Aim of the task: Copy out precisely the lines from the start of the data through the line with "Target: elephant seal pup", and keep pictures out of it.
───
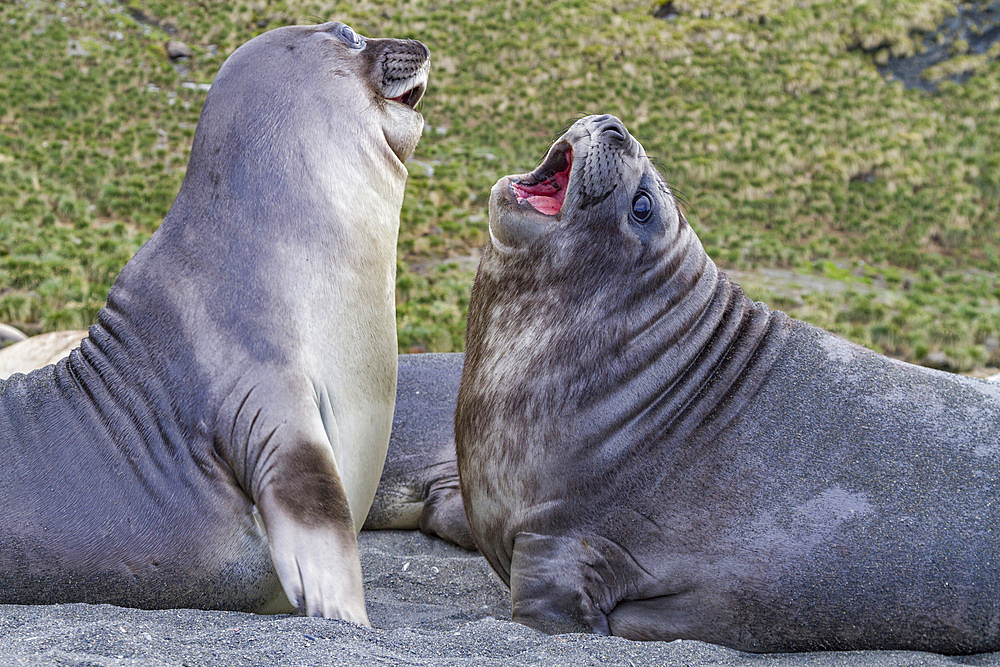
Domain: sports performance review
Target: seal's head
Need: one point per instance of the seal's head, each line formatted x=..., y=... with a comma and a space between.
x=587, y=253
x=309, y=109
x=595, y=189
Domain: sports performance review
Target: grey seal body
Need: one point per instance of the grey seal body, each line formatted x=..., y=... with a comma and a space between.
x=28, y=354
x=241, y=378
x=419, y=486
x=645, y=452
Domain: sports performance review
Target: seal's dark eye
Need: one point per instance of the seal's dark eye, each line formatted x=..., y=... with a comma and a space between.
x=351, y=38
x=642, y=207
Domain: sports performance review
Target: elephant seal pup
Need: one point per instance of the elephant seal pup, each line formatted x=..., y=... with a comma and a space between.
x=419, y=486
x=645, y=452
x=37, y=351
x=245, y=363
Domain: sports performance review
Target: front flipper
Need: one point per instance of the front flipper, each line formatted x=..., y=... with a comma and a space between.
x=281, y=455
x=311, y=533
x=557, y=585
x=663, y=618
x=444, y=514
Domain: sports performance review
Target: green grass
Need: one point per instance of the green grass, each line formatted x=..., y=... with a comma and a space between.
x=768, y=116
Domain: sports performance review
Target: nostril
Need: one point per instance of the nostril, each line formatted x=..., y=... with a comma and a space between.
x=613, y=129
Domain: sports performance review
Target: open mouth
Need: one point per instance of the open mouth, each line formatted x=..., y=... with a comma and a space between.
x=411, y=96
x=545, y=188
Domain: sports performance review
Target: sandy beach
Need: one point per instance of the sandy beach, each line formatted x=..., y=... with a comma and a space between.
x=430, y=604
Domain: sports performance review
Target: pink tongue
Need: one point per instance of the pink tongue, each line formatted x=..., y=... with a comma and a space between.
x=546, y=205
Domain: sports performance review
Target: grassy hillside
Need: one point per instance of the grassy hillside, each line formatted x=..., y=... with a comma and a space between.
x=834, y=194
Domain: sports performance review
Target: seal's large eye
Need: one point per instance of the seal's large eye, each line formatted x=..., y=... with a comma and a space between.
x=642, y=207
x=351, y=38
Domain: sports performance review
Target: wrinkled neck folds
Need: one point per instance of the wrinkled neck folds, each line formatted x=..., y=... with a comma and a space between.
x=612, y=367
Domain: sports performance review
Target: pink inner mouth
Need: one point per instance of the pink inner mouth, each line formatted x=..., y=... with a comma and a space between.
x=546, y=196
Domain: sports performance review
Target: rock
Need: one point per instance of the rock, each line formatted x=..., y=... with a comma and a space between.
x=177, y=50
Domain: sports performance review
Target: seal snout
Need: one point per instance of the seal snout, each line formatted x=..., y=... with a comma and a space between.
x=545, y=188
x=612, y=129
x=405, y=66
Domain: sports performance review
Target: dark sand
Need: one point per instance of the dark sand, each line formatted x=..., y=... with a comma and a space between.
x=429, y=603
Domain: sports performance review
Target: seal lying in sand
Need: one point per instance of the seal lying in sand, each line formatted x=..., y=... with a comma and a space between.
x=419, y=484
x=241, y=377
x=645, y=452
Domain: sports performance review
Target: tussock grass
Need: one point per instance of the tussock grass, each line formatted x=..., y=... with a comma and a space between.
x=770, y=116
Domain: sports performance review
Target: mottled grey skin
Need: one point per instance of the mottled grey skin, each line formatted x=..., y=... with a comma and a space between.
x=28, y=354
x=419, y=486
x=242, y=374
x=647, y=453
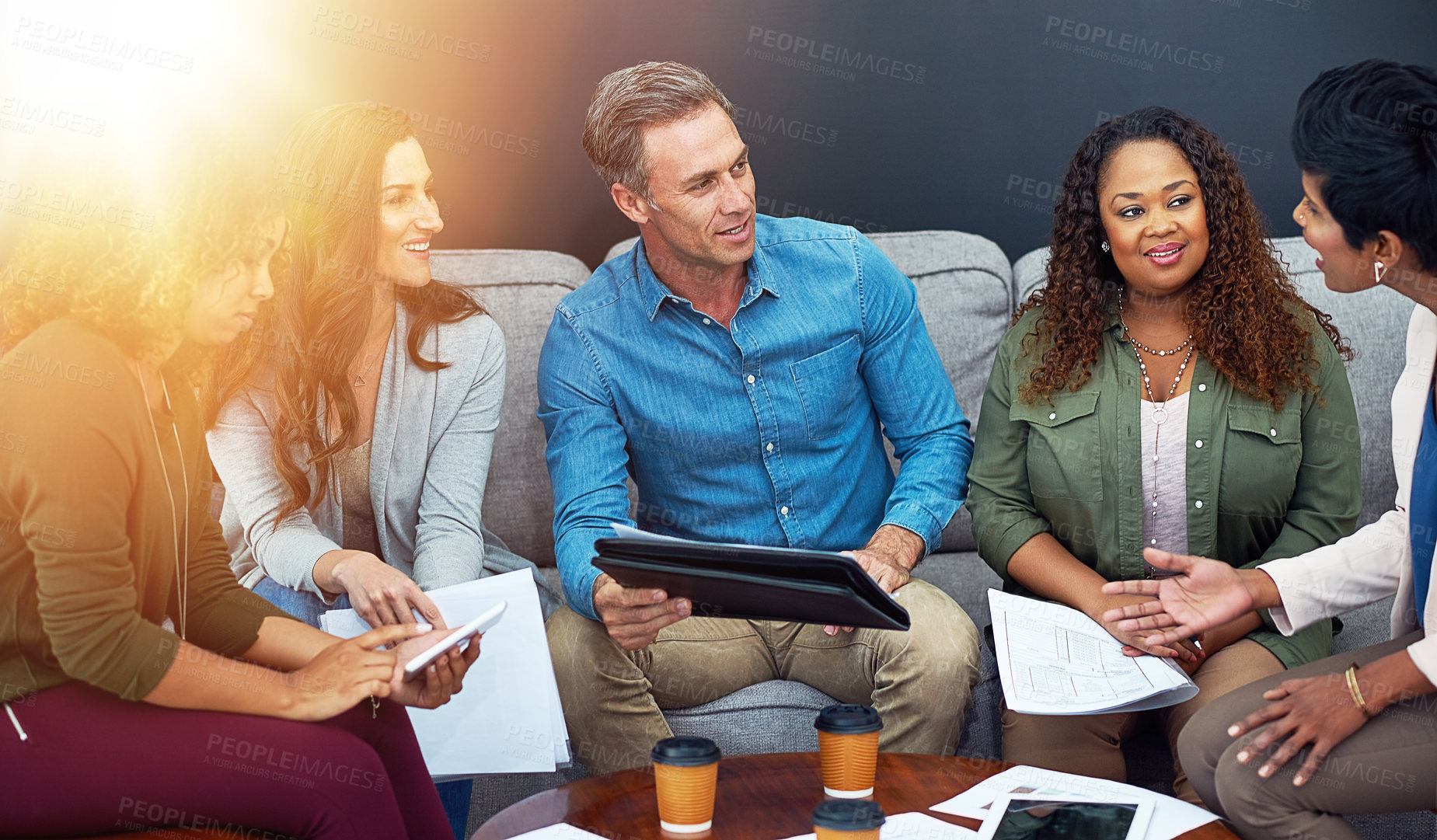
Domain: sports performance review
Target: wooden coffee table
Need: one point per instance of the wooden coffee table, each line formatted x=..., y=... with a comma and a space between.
x=761, y=797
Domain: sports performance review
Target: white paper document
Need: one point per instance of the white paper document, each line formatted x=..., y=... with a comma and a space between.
x=507, y=717
x=1170, y=816
x=913, y=826
x=558, y=831
x=1055, y=660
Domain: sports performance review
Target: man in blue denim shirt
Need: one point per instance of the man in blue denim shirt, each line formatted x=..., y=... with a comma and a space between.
x=743, y=372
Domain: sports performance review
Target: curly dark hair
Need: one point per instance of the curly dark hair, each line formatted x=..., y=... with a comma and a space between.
x=1243, y=311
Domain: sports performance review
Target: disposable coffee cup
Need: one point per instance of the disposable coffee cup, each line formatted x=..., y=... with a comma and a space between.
x=848, y=821
x=848, y=748
x=685, y=772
───
Reply to the exercise:
Domain: sports performance review
Target: seal's head
Need: one point per instance of the seal's head, each line formatted x=..., y=... with a comma and a space between.
x=587, y=253
x=309, y=109
x=595, y=189
Domain: sports performance review
Target: grey seal body
Need: one point per instance of the grey seal body, each line formatted x=..., y=... with a comma and a space between.
x=28, y=354
x=241, y=378
x=419, y=486
x=645, y=452
Domain: sports performance review
Target: seal's dark eye
Need: one point per instance of the seal's dark eye, each line formatted x=..., y=... with a comma and a space between.
x=351, y=38
x=642, y=207
Domain: sports performance review
Target: elephant seal pup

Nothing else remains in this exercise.